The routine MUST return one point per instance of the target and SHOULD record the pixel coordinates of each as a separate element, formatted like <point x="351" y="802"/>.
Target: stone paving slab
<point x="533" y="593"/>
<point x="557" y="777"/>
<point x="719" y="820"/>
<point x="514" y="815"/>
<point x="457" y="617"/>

══════════════════════════════

- [The problem]:
Please set down all of the data above again, matching it exactly.

- [Task solution]:
The routine MUST return one point per instance of the target and SHOULD record the pixel coordinates of each as a separate element, formatted like <point x="351" y="802"/>.
Target: stone paving slab
<point x="533" y="593"/>
<point x="557" y="777"/>
<point x="719" y="820"/>
<point x="514" y="815"/>
<point x="457" y="617"/>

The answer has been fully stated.